Extracted records:
-------

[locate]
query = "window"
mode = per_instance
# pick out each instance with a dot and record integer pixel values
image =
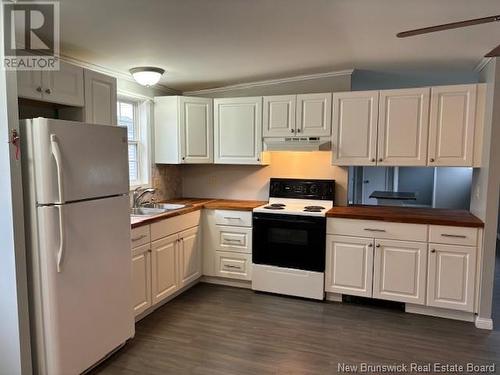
(130, 115)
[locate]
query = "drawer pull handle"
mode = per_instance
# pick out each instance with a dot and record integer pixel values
(231, 266)
(453, 235)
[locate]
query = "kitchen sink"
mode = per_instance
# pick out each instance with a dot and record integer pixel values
(147, 211)
(165, 206)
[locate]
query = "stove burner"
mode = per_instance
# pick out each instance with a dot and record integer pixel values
(314, 208)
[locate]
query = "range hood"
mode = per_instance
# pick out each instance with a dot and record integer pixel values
(298, 144)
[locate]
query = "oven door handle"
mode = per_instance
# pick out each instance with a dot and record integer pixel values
(293, 221)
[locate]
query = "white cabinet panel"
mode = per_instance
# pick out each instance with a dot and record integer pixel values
(189, 256)
(403, 127)
(354, 135)
(165, 280)
(349, 265)
(141, 278)
(64, 86)
(452, 121)
(29, 84)
(100, 98)
(314, 114)
(279, 116)
(196, 129)
(238, 130)
(452, 271)
(399, 271)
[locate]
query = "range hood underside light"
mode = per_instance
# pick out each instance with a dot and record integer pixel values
(298, 144)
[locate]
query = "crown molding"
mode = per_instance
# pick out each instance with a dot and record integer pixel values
(481, 64)
(242, 86)
(111, 72)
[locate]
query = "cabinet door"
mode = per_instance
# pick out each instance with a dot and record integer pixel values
(238, 130)
(314, 115)
(451, 137)
(196, 130)
(141, 278)
(100, 98)
(165, 278)
(403, 127)
(279, 116)
(399, 271)
(29, 84)
(349, 265)
(452, 271)
(354, 136)
(64, 86)
(189, 256)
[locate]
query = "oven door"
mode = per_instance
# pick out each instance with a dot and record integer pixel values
(291, 241)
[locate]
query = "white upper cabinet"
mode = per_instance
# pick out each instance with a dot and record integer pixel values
(354, 135)
(183, 130)
(63, 86)
(238, 130)
(452, 120)
(452, 271)
(403, 126)
(314, 115)
(279, 116)
(100, 98)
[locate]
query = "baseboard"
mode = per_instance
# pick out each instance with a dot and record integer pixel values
(167, 299)
(439, 312)
(333, 297)
(484, 323)
(227, 282)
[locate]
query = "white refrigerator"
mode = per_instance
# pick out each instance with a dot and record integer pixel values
(75, 182)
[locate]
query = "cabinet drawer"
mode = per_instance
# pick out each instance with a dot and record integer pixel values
(140, 236)
(233, 218)
(233, 265)
(175, 224)
(377, 229)
(234, 239)
(453, 235)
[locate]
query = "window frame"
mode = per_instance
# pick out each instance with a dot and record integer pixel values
(142, 120)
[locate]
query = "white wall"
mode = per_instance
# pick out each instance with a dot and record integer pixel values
(486, 183)
(252, 182)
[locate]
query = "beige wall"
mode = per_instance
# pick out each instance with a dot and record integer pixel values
(486, 184)
(252, 182)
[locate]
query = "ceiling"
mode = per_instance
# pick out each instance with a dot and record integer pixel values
(210, 43)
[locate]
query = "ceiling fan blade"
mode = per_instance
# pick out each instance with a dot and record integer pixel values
(494, 52)
(448, 26)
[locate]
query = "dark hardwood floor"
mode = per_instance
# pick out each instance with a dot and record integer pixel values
(222, 330)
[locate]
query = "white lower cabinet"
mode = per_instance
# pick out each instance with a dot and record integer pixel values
(399, 271)
(141, 276)
(349, 265)
(452, 271)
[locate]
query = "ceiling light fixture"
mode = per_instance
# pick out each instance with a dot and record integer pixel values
(147, 75)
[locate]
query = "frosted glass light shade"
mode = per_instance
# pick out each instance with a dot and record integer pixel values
(147, 75)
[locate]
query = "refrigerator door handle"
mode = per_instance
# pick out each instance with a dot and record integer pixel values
(56, 151)
(60, 252)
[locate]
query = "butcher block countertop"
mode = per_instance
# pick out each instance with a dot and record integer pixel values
(195, 204)
(434, 216)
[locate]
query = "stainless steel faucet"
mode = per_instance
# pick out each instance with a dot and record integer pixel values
(139, 194)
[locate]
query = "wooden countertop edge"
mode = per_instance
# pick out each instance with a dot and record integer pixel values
(199, 203)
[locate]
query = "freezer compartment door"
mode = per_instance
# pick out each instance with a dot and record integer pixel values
(87, 300)
(74, 161)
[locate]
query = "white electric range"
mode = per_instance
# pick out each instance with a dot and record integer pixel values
(289, 238)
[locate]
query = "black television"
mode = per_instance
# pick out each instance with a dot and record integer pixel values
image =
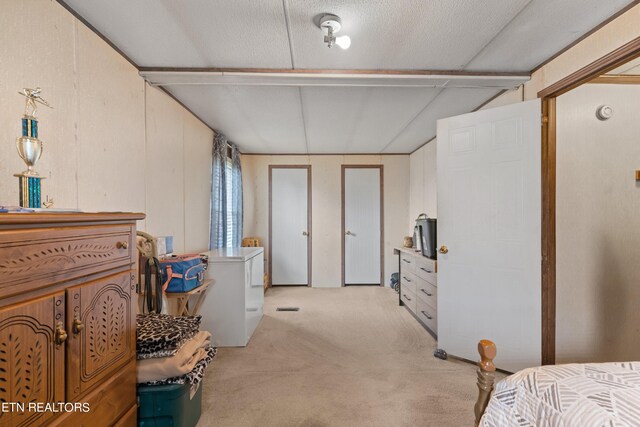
(428, 235)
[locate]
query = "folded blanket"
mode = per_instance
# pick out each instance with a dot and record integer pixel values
(197, 373)
(161, 335)
(177, 365)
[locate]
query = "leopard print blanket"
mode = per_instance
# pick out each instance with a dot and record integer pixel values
(162, 335)
(195, 376)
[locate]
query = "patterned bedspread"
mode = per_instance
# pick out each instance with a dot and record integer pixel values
(581, 395)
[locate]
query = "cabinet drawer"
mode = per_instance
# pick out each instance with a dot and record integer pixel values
(409, 299)
(426, 269)
(108, 404)
(427, 293)
(428, 316)
(408, 281)
(31, 358)
(407, 263)
(101, 331)
(34, 258)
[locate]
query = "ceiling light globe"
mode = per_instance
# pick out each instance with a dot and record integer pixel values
(343, 41)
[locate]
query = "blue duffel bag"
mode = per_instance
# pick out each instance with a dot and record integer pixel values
(182, 273)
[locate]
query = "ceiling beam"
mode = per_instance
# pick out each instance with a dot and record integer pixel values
(335, 71)
(621, 79)
(363, 78)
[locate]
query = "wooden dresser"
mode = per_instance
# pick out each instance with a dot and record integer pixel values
(67, 318)
(419, 287)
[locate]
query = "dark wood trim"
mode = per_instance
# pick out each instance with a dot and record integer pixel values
(336, 71)
(618, 57)
(42, 217)
(548, 228)
(431, 140)
(619, 79)
(324, 154)
(162, 88)
(309, 222)
(342, 209)
(592, 31)
(98, 33)
(494, 97)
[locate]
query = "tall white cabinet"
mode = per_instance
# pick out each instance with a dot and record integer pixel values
(234, 305)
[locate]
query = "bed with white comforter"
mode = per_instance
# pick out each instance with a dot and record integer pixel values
(581, 395)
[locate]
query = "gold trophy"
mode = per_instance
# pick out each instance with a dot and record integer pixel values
(30, 149)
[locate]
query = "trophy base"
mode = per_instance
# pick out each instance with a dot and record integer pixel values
(29, 187)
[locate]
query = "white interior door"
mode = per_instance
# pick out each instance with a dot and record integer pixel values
(362, 226)
(489, 218)
(289, 226)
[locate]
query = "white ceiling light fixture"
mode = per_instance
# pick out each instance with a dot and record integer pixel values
(330, 25)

-------

What you will do:
Transcribe the whole listing, character for character, but not its images.

Expected output:
[locate]
query = "window"
mode = per_instance
# pick out each instance with a dot and record integer pixel values
image =
(130, 115)
[locate]
query = "drawer pull handle"
mode = per_instance
# pick out each instance with a dot and record integer pixel values
(231, 266)
(453, 235)
[locate]
query = "kitchen sink"
mode = per_instance
# pick out each instance with a dot and record integer pixel values
(147, 211)
(165, 206)
[locate]
query = "stove burner"
mode = per_instance
# pick out each instance with a dot and record integer pixel values
(314, 208)
[locate]
query = "range hood"
mode = per_instance
# pick out each instance with a dot and record integer pixel values
(298, 144)
[locate]
query = "oven door handle"
mode = per_instance
# pick out each instance with a dot and record integer pixel values
(293, 221)
[locate]
query = "white cabinet panel"
mode = per_instance
# pick out each instance with a dot and record integer pixel values
(189, 256)
(403, 127)
(354, 135)
(165, 280)
(349, 265)
(141, 278)
(64, 86)
(452, 121)
(29, 84)
(100, 98)
(314, 114)
(279, 116)
(196, 129)
(238, 130)
(452, 271)
(399, 271)
[locate]
query = "range hood underside light"
mode = per_instance
# pick out each instance with a dot and record integer pixel values
(298, 144)
[locate]
query = "crown molding"
mode = per_instance
# pick out each instance with a dot and record integer pixel values
(481, 64)
(242, 86)
(111, 72)
[locate]
query = "cabinet door"
mode = per_instance
# pick out each instance with a dot and record integer pixel values
(238, 130)
(314, 115)
(451, 137)
(196, 130)
(141, 278)
(100, 98)
(165, 278)
(403, 127)
(279, 116)
(399, 271)
(29, 84)
(349, 265)
(452, 271)
(354, 136)
(64, 86)
(189, 256)
[locate]
query = "oven door"
mode = per_instance
# pick out each instance with a dot and record integer pixel values
(291, 241)
[locate]
query = "white upper cabinet"
mode = per_instance
# pick out each instance with a dot and record integer pixel values
(354, 135)
(183, 130)
(63, 86)
(238, 130)
(452, 120)
(452, 271)
(403, 126)
(314, 115)
(279, 116)
(100, 98)
[locate]
query = "baseboard"
mode = per_instance
# pick out each instance with a dot and record integer pixel values
(167, 299)
(439, 312)
(333, 297)
(484, 323)
(227, 282)
[locate]
query = "white refrigerator"
mode = per_instance
# pick out each instance with a dot and record integer pixel values
(75, 182)
[locate]
query = "cabinet drawer"
mode = per_instance
# pick out each instance with a dot and record integer pixel values
(140, 236)
(233, 218)
(233, 265)
(175, 224)
(377, 229)
(234, 239)
(453, 235)
[locate]
query = "window frame"
mode = per_instance
# pick out each instance with a dot and record integer pixel values
(142, 120)
[locate]
query = "white wall"
mode = per_instance
# pick out each instance with a dot and record integer pixel values
(486, 183)
(252, 182)
[locate]
query = "beige wall"
mode = per_instance
# pick out each instance with a dot and record integer pixel values
(486, 184)
(252, 182)
[locate]
query = "ceiling"
mode = per_instance
# pick out each instance with a dot and record integer pixel values
(210, 43)
[locate]
query = "ceiling fan blade"
mode = per_instance
# pick out each instance with a dot and record integer pixel values
(494, 52)
(448, 26)
[locate]
query = "dark hardwood floor"
mode = per_instance
# pick out each instance with a dot and record integer pixel values
(222, 330)
[locate]
query = "white lower cabinet"
mode = per_instance
# pick out each instance with a dot and record integer pixel values
(399, 271)
(141, 276)
(349, 265)
(452, 271)
[locate]
query = "ceiling light fixture"
mode = per_instance
# pick out each instance with a dot and record integer pixel values
(147, 75)
[locate]
query = "frosted glass light shade"
mode = per_instance
# pick out each instance with a dot and record integer pixel values
(147, 75)
[locate]
query = "refrigerator door handle"
mode = per_instance
# pick out each instance with a dot and record integer pixel values
(56, 151)
(60, 252)
[locate]
query = "butcher block countertop"
mode = per_instance
# pick out each instance with a dot and record integer pixel values
(195, 204)
(434, 216)
[locate]
query = "stainless steel faucet"
mode = per_instance
# pick out each instance with a dot and record integer pixel values
(139, 194)
[locate]
query = "wooden countertop edge"
mode = per_instance
# pick out each instance with a dot and record integer pixel values
(199, 203)
[locate]
query = "freezer compartment door"
mode = per_instance
# pick out each instance with a dot and record integer pixel values
(87, 300)
(74, 161)
[locate]
query = "white electric range"
mode = per_instance
# pick out each instance with a dot and record integer pixel values
(289, 238)
[locate]
query = "black television"
mode = per_instance
# pick out each instance with a dot and record integer pixel values
image =
(428, 235)
[locate]
query = "folded blanket"
mode = per_instance
# pick out each instance with a dot and record integer pixel values
(197, 373)
(161, 335)
(177, 365)
[locate]
query = "leopard print blanket"
mode = per_instance
# pick out each instance with a dot and record integer pixel values
(162, 335)
(195, 376)
[locate]
query = "patterned bedspread"
mode = per_instance
# pick out each instance with a dot and record integer pixel values
(581, 395)
[locate]
query = "cabinet drawer"
mode = per_instance
# pick out each instance with a dot and record integer pixel values
(409, 299)
(426, 269)
(108, 404)
(427, 293)
(428, 316)
(408, 281)
(31, 358)
(407, 263)
(101, 331)
(34, 258)
[locate]
query = "ceiling light globe"
mode = per_instance
# pick out each instance with a dot and record integer pixel values
(343, 41)
[locate]
query = "blue duffel bag"
mode = per_instance
# pick out each instance with a dot and record integer pixel values
(182, 273)
[locate]
query = "ceiling beam"
mode = per_instance
# pick out each instance with a dot and record integer pixel values
(335, 71)
(621, 79)
(363, 78)
[locate]
query = "wooden dresser"
mode = per_instance
# pick out each instance with a dot and record integer pixel values
(67, 318)
(419, 287)
[locate]
query = "dark wood trim"
mode = per_instance
# pick out each instance with a dot and record integer pixel values
(336, 71)
(618, 57)
(42, 217)
(548, 228)
(431, 140)
(619, 79)
(324, 154)
(162, 88)
(309, 222)
(342, 209)
(592, 31)
(98, 33)
(494, 97)
[locate]
query = "tall white cabinet"
mode = per_instance
# pick out each instance with a dot and record integer pixel values
(234, 305)
[locate]
query = "bed with white comforter"
mode = per_instance
# pick out each instance with a dot and record integer pixel values
(581, 395)
[locate]
query = "gold trophy"
mode = per_instance
# pick out each instance with a dot and record integer pixel values
(30, 149)
[locate]
query = "trophy base"
mode = per_instance
# pick out each instance with a dot and record integer pixel values
(29, 187)
[locate]
query = "white interior door"
mode = per_instance
# pick out each instance with a dot and record integer pixel values
(362, 226)
(489, 218)
(289, 226)
[locate]
query = "white ceiling light fixture"
mode = per_instance
# pick out each instance with a dot and record integer pixel values
(330, 25)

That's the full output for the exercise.